JATENG MEMANGGIL- Siapa sangka, dari balik kesibukan kuliah dan bekerja sebagai pramuniaga di Toserba Margo Mulyo Boja, seorang gadis muda asal Dusun Kemiri Ciut, Singorojo, menorehkan prestasi di panggung sastra Kabupaten Kendal. Ia adalah Intan Tika Sari (23), peraih Juara I Kendal Cerpen Award (KCA) 2025 lewat karyanya berjudul “Empat Jam Api di Boja".
Dengan naskah bertema sejarah lokal yang diangkat dari peristiwa Bumi Hangus Boja tahun 1947, Intan berhasil memikat hati dewan juri dan mengungguli 16 peserta lain dari berbagai kecamatan. Tak tanggung-tanggung, hadiah utama yang dibawa pulang bukan piala besar, melainkan seekor kambing betina peranakan Etawa, lengkap dengan plakat, piagam, dan paket buku.
Baca juga: Meriahkan HUT RI ke-80, IRKA Ngampel Kulon Gelar Pentas Wayang Kulit
“Sama sekali gak nyangka bisa juara. Saya kirim naskahnya di hari terakhir, niatnya cuma pengin ikut buat pengalaman,” kata Intan melalui pres rilisnya secara tertulis, Senin (27/10/2025).

**Soal dan Tugas:**
1) Sebutkan semua hadiah yang diterima Intan Tika Sari sebagai juara menurut kutipan tentang Kendal Cerpen Award 2025.
2) Menurut kutipan tentang Kendal Cerpen Award 2025, dari peristiwa apa naskah "Empat Jam Api di Boja" diangkat?
3) Teruskan kutipan tentang Kendal Cerpen Award 2025 mulai dari kalimat terakhirnya.

**Daftar Entri:**
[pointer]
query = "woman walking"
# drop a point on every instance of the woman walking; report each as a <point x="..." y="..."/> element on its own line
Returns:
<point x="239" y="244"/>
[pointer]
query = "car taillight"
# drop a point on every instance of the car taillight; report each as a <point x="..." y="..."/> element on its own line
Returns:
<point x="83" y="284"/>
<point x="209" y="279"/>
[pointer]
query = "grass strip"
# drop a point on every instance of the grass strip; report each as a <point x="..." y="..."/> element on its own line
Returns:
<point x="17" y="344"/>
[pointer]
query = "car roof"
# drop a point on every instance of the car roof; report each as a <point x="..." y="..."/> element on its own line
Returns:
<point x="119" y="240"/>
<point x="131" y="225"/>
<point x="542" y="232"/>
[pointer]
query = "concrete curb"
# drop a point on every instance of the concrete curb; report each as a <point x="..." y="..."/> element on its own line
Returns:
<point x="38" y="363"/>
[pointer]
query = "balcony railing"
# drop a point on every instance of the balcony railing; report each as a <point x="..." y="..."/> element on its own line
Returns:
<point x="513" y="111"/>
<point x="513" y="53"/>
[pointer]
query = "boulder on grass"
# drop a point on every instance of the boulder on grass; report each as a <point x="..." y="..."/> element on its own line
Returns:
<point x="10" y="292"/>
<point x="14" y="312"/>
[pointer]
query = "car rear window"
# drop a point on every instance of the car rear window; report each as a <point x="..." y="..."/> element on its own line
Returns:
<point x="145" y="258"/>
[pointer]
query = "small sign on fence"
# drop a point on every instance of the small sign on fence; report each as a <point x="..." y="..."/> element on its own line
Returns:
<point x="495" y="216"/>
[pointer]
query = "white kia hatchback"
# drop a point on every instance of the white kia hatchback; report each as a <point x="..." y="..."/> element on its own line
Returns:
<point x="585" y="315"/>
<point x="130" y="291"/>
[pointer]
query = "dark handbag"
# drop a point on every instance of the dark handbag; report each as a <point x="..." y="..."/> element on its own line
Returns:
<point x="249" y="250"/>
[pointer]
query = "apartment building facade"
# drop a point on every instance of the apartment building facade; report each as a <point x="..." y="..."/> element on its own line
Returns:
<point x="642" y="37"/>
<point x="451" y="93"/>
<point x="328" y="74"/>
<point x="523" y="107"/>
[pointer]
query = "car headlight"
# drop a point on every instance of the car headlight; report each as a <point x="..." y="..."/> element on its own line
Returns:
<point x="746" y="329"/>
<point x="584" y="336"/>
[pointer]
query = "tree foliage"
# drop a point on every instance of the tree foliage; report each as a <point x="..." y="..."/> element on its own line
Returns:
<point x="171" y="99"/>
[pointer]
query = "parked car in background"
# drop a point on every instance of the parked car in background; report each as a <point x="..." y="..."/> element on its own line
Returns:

**Jawaban Tugas:**
1) Seekor kambing betina peranakan Etawa, plakat, piagam, dan paket buku.

2) Dari peristiwa Bumi Hangus Boja tahun 1947.

3)
Lucunya, hadiah “tak biasa” itu justru membuatnya semakin bersemangat. Sebab, ayahnya memang seorang peternak kambing.
“Bapak punya delapan kambing di rumah. Jadi nanti yang Etawa ini sekalian ikut diingoni bapak,” katanya, tertawa lepas.
Dari Cerita Guru ke Lembaran Sejarah
Inspirasi cerpen “Empat Jam Api di Boja” berawal dari kisah guru sejarahnya di SMA tentang perlawanan rakyat Boja saat Agresi Militer Belanda II. Sejak itu, Intan mulai membaca berbagai artikel dan jurnal sejarah untuk menulis ulang peristiwa itu dalam bentuk cerita pendek.
"Motivasi saya sederhana, biar orang Boja tahu, di tempat mereka ada sejarah besar yang pernah terjadi,” ujar mahasiswi Universitas Terbuka jurusan Ekonomi Pembangunan itu.
Karya Intan dinilai dewan juri sebagai cerpen sejarah yang kuat dalam riset namun tetap hangat secara naratif.
Tiga juri, Sawali Tuhusetya, Arif Fitra Kurniawan, dan Heri CS, menilai karya Intan unggul dalam kedalaman riset, konsistensi alur, dan kekuatan emosional tokoh.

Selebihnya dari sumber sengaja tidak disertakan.